[Série de tâches]
(1) Pour chacune des affirmations suivantes, indiquez par oui ou par non si elle concorde avec l'extrait sur la société hôtelière, en citant les mots décisifs de celui-ci. (a) De 1986 à 1999, la majorité du capital de la société était détenue indirectement par la SNCF. (b) La cour d'appel a jugé que la société était une entreprise publique. (c) L'extrait qualifie la SNCF d'établissement public à caractère administratif.
(2) Reprenez l'extrait sur la société hôtelière à la suite de sa dernière phrase, dans le même style.

[Extrait fourni]
----------------

1°- ALORS QU'est une entreprise publique au sens de l'article L. 442-9 du Code du travail dans sa rédaction antérieure à la loi du 30 décembre 2004 et au sens du décret n° 87-948 du 26 novembre 1987 la société, quels que soient son statut juridique et son activité industrielle et commerciale, dont plus de la moitié du capital est détenue, directement ou indirectement, ensemble ou séparément, par l'Etat et ses établissements publics ; qu'en l'espèce, il résulte des propres constatations de l'arrêt que la SAS HOTELIERE PARIS EIFFEL SUFFREN est une société du secteur hôtelier dont la majorité du capital était, de 1986 à 1999, indirectement détenue par la SNCF, établissement public à caractère industriel et commercial ; qu'en jugeant néanmoins que cette société n'était pas une entreprise publique au sens de l'article L. 442-9 du Code du travail et du décret du 26 novembre 1987 de sorte qu'elle était obligatoirement assujettie à la participation des salariés au prétexte inopérant qu'elle était une société de droit privé constituée sous la forme d'une SAS ayant pour objet une activité purement commerciale relevant du secteur concurrentiel, la Cour d'appel a violé les articles L. 442-1 et L. 442-9 du Code du travail dans leur rédaction alors applicable, devenus les articles L. 3321-1 et L. 3321-2, ensemble le décret n° 87-948 du 26 novembre 1987 et l'ordonnance n° 86-1134 du 21 octobre 1986.

----------------

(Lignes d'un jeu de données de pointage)
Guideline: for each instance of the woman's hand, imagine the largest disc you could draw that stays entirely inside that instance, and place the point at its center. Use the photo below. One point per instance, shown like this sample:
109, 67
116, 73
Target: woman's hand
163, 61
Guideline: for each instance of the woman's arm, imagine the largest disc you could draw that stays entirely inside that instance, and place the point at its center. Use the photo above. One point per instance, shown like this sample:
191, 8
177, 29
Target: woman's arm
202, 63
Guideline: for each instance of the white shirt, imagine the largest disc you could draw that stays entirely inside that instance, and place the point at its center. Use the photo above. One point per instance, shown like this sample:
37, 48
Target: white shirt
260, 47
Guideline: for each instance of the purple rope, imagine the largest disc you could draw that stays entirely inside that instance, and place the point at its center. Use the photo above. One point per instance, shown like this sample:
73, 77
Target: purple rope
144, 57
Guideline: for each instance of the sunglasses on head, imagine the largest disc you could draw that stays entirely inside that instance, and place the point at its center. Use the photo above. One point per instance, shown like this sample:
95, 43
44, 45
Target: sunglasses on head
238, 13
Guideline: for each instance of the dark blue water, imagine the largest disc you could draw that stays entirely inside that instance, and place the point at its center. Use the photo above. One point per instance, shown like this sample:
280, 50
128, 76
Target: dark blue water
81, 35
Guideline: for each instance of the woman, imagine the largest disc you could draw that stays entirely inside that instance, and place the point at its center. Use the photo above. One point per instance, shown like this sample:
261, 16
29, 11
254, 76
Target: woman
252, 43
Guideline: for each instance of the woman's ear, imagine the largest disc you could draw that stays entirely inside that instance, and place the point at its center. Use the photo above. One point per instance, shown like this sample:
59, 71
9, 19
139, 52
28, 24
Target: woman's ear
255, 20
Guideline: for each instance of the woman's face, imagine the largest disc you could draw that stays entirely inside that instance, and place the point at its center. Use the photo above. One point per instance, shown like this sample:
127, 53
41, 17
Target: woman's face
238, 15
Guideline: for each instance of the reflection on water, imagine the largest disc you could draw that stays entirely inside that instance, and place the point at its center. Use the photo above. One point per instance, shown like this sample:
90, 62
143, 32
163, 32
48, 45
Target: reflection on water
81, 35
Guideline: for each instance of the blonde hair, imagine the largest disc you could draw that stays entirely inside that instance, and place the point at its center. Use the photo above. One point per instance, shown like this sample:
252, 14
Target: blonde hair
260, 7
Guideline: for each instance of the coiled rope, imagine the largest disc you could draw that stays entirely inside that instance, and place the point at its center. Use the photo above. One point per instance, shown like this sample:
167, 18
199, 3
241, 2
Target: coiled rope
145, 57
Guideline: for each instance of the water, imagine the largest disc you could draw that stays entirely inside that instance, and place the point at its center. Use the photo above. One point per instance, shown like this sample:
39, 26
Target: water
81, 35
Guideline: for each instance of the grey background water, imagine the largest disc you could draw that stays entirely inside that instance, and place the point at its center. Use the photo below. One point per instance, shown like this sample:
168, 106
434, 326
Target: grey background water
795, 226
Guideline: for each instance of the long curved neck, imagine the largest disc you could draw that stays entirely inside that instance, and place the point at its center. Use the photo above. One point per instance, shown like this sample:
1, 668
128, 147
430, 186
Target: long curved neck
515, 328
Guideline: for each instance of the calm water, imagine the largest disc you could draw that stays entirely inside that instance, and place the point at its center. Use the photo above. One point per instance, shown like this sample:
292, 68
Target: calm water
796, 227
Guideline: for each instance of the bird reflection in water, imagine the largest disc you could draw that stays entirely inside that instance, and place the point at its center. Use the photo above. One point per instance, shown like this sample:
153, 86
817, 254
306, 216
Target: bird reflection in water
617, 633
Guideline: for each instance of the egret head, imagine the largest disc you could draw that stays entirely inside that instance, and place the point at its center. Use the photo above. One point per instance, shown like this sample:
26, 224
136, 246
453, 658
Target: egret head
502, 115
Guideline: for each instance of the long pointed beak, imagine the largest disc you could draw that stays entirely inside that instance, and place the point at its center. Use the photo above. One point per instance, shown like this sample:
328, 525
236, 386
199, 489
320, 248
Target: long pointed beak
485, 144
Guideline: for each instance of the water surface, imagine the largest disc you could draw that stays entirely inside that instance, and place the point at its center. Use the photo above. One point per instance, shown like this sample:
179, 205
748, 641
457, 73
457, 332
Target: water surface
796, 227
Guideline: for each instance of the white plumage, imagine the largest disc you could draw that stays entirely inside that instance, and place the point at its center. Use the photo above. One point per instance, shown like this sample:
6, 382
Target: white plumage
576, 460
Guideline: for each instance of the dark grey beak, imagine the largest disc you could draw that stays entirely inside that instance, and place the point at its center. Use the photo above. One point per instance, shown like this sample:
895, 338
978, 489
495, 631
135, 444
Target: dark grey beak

----------------

[Réponses finales]
(1)
(a) Oui : « dont la majorité du capital était, de 1986 à 1999, indirectement détenue par la SNCF ».
(b) Non : « qu'en jugeant néanmoins que cette société n'était pas une entreprise publique ».
(c) Non : « établissement public à caractère industriel et commercial ».

(2)
2°- ALORS QU'il résulte tant de l'article 85 I de la loi n° 2004-1484 du 30 décembre 2004 devenu l'article L. 442-9 alinéa 1 du Code du travail, que des travaux parlementaires que le législateur a entendu préciser et expliquer les notions « d'entreprise publique » et de « société nationale » visées par l'ancien article L. 442-9 du Code du travail afin de lever les ambiguïtés qui avaient pu naître sur la définition d'entreprise publique à la suite d'une jurisprudence controversée ; que cette loi du 30 décembre 2004 précisant que les entreprises publiques sont notamment les « sociétés, groupements ou personnes morales, quel que soit leur statut juridique dont plus de la moitié du capital est détenue, directement ou indirectement, ensemble ou séparément, par l'Etat et ses établissement publics » avait ainsi un caractère interprétatif et rétroactif ; qu'en considérant qu'il ne résultait ni de cette loi ni des débats parlementaires que le législateur aurait voulu faire rétroagir ses dispositions ou donner un sens interprétatif à son texte, de sorte que cette loi n'avait pas vocation à régir les situations de fait antérieures à sa promulgation, la Cour d'appel a violé les textes précités, ensemble l'article 2 du Code civil.
3°- ALORS en tout état de cause QU'il résulte de l'article 85 II de la loi n° 2004-1484 du 30 décembre 2004 devenu l'article L. 442-9 alinéa 2 du Code du travail, que les dispositions relatives à la participation des salariés aux résultats de l'entreprise ne sont pas applicables aux exercices antérieurs à l'exercice suivant l'entrée en vigueur du présent alinéa pour les sociétés, groupements ou personnes morales quel que soit leur statut juridique, dont plus de la moitié du capital est détenue, ensemble ou séparément, indirectement par l'Etat et directement ou indirectement par ses établissements publics ; que le législateur a clairement donc entendu régir les situation de fait antérieures à sa promulgation en interdisant rétroactivement aux salariés des filiales détenues majoritairement par l'Etat ou ses établissements publics de revendiquer un droit à la participation pour la période antérieure à 2005 ; qu'en décidant du contraire pour dire que l'article L. 442-9 alinéa 2 n'avait pas vocation à régir les situations de fait antérieures à sa promulgation, la Cour d'appel a violé les textes précités.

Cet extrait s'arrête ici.